__HOW TO COMPLETE THIS TASK__. In the passage below on salt intake and cardiovascular disease, please state how many days subjects had their salt intake restricted for renin profiling.

__DOCUMENT PASSAGE__.
----

Alderman has attempted to look at the effect of salt on outcome of cardiovascular disease. The first study was in hypertensives who had renin profiling performed prior to entering a study of long term follow up on blood pressure lowering drugs (1). In order to perform the renin profiling, all subjects had their salt intake restricted for five days to stimulate the release of the kidney hormone called renin. This enabled the subjects to be sub-grouped into low, normal or high renin groups. Alderman found that the 24 hour urinary sodium excretion on the fifth day of a reduced salt intake was related to subsequent myocardial infarction and made the extraordinary claim that a lower salt intake led to more heart attacks. However, no measurement of salt intake had been carried out on the subjects' normal diet. Furthermore, no attempt was made to monitor salt intake during the subsequent follow-up period. Analysis of the 24 hour urinary sodium data also revealed severe methodological problems as the lowest salt quartile had a much lower 24 hour urinary creatinine excretion. This demonstrated that many of those who had been attributed to the lowest salt quartile on the fifth day of a reduced salt intake were in this group not because they had been more successful in reducing their salt intake, but had collected incomplete 24 hour urine collections (2).

Alderman's second study involved the NHANES 1 - a dietary survey of US adults from the mid 1970s (3). However, any analysis of salt intake from this study is difficult to judge as 24 hour urinary sodium excretion was not measured and dietary salt was assessed by dietary history with no account taken of discretionary salt (i.e. salt added at the table or in cooking), which at this time would have accounted for more than half of the salt intake. Alderman claimed that salt intake was inversely related to cardiovascular disease. However, examination of the data showed major discrepancies, e.g. subjects in the lower salt intake were on a calorie intake that was near starvation levels compared to the higher salt group and yet the lower calorie group weighed 4 kgs more than those in the higher salt and calorie group.

Finland Study

A well conducted study from Finland using a random sample of the Finnish adult population showed that salt intake is related to increased cardiovascular mortality and total mortality. For a 6 gram increase in salt intake there were large increases in both coronary heart disease, cardiovascular disease and total mortality (4) (Fig 1).

----

(Source records)
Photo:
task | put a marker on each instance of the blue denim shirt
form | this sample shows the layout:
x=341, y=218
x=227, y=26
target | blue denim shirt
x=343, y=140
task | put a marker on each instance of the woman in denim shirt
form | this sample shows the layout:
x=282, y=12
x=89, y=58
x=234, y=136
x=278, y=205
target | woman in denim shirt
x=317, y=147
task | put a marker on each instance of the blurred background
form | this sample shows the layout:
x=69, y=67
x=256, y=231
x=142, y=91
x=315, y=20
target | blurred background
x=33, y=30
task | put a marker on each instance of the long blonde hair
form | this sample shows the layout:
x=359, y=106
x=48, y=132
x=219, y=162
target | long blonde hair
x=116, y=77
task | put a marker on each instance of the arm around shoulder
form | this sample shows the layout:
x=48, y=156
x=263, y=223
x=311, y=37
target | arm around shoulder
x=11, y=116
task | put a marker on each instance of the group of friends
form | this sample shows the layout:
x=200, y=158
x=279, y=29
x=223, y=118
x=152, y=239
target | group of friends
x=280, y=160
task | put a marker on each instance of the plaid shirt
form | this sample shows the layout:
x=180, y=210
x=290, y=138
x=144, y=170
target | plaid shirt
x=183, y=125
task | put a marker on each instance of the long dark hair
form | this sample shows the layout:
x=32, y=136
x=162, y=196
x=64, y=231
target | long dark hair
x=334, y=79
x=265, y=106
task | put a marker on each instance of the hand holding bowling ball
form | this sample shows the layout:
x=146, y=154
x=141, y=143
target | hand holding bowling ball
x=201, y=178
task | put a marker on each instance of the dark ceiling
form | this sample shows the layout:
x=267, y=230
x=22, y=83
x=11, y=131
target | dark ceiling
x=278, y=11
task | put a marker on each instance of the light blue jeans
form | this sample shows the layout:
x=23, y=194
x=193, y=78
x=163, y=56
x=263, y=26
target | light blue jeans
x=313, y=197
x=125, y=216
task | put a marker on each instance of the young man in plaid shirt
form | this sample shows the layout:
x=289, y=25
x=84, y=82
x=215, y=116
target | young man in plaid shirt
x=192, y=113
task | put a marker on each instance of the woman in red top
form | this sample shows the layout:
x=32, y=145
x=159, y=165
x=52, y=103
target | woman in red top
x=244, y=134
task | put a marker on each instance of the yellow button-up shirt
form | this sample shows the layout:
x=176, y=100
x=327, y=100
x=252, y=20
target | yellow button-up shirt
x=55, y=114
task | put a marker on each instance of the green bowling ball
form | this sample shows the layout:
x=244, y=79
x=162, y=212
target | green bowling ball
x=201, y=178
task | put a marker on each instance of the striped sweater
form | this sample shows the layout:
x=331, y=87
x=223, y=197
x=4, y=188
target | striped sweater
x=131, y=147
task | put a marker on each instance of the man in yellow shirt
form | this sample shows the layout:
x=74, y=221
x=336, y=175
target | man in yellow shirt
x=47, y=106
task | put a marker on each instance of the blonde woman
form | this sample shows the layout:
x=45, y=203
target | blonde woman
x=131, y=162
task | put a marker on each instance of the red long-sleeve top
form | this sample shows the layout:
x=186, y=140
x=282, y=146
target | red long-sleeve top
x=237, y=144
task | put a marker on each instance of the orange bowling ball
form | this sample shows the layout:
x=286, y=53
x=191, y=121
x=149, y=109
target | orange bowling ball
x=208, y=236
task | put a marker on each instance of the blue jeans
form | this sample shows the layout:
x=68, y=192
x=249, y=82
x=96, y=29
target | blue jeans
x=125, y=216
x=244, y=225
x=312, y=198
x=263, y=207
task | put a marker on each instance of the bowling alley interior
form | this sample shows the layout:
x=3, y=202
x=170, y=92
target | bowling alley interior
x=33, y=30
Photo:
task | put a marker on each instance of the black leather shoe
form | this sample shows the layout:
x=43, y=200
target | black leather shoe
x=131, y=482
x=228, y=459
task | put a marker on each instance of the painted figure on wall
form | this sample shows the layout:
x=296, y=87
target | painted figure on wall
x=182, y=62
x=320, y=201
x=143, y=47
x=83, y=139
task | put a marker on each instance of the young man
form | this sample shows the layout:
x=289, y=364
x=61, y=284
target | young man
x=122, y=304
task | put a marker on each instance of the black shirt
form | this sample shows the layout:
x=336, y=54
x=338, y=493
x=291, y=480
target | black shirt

----

__RESULT OF THE TASK__. Five days.